— START Data in this exercise —
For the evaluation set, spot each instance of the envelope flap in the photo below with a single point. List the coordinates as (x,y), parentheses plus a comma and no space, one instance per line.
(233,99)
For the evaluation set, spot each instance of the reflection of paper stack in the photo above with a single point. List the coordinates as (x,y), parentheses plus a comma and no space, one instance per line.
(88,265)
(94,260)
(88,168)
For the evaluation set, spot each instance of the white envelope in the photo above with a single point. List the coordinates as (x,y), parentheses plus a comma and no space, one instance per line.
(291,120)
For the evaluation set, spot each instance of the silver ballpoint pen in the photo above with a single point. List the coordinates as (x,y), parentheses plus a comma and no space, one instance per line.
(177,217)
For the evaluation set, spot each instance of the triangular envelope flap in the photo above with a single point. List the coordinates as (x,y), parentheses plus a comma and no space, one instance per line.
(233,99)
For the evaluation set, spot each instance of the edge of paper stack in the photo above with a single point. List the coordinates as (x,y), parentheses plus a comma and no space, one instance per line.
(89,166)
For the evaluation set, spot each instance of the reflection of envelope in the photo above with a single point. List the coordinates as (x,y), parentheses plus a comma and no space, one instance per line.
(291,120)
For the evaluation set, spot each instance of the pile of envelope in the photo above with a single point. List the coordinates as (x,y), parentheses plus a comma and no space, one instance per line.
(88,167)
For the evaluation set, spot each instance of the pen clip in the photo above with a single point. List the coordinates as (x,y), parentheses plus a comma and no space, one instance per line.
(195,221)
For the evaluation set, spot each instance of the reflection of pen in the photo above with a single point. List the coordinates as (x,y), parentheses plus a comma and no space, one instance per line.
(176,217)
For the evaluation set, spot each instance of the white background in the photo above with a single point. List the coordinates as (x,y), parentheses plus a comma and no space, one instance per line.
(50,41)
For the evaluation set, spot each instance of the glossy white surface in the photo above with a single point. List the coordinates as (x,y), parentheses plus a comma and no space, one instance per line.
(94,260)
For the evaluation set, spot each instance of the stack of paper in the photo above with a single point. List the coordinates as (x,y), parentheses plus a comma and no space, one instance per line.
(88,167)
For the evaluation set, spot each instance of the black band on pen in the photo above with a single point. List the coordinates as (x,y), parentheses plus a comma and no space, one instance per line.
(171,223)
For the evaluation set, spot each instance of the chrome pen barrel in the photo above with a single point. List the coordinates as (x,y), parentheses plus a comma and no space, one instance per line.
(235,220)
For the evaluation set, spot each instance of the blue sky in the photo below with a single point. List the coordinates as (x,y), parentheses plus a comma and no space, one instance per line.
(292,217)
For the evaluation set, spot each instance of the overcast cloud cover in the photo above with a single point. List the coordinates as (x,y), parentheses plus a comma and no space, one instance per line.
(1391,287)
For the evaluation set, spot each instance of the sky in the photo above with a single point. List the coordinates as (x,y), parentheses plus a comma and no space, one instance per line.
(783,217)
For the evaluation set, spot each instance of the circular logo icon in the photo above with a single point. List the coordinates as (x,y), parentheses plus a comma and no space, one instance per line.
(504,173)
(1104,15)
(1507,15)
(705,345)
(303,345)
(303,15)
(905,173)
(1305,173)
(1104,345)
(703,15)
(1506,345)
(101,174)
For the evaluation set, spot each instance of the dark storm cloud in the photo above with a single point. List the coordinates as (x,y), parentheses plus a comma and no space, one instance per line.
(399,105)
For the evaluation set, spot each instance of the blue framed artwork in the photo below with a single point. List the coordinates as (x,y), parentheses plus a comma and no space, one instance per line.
— END Data in this exercise —
--- Problem requirements ---
Write out only the final block of lines, starting at the line with "For the evaluation set, spot each instance of the circular" and running to the end of the material.

--- Solution for this task ---
For the evaluation set, spot each instance of the circular logo icon in the photo above with a single point. List the coordinates as (x,y), parentheses plus a comma and no space, one instance per line.
(504,173)
(1104,15)
(1507,15)
(705,345)
(303,345)
(303,15)
(905,173)
(1305,173)
(1104,345)
(703,15)
(1506,345)
(101,174)
For the evaluation set, spot each instance of the dark storm cloud in the photo above with a single point. List the coordinates as (x,y), parentheses plus a comma and no space, one instance per line.
(399,105)
For the evaluation set, spot each instance of the blue framed artwork in the photo below with a single point. List the coordinates as (x,y), parentheses plus a comma and no space, one instance per line.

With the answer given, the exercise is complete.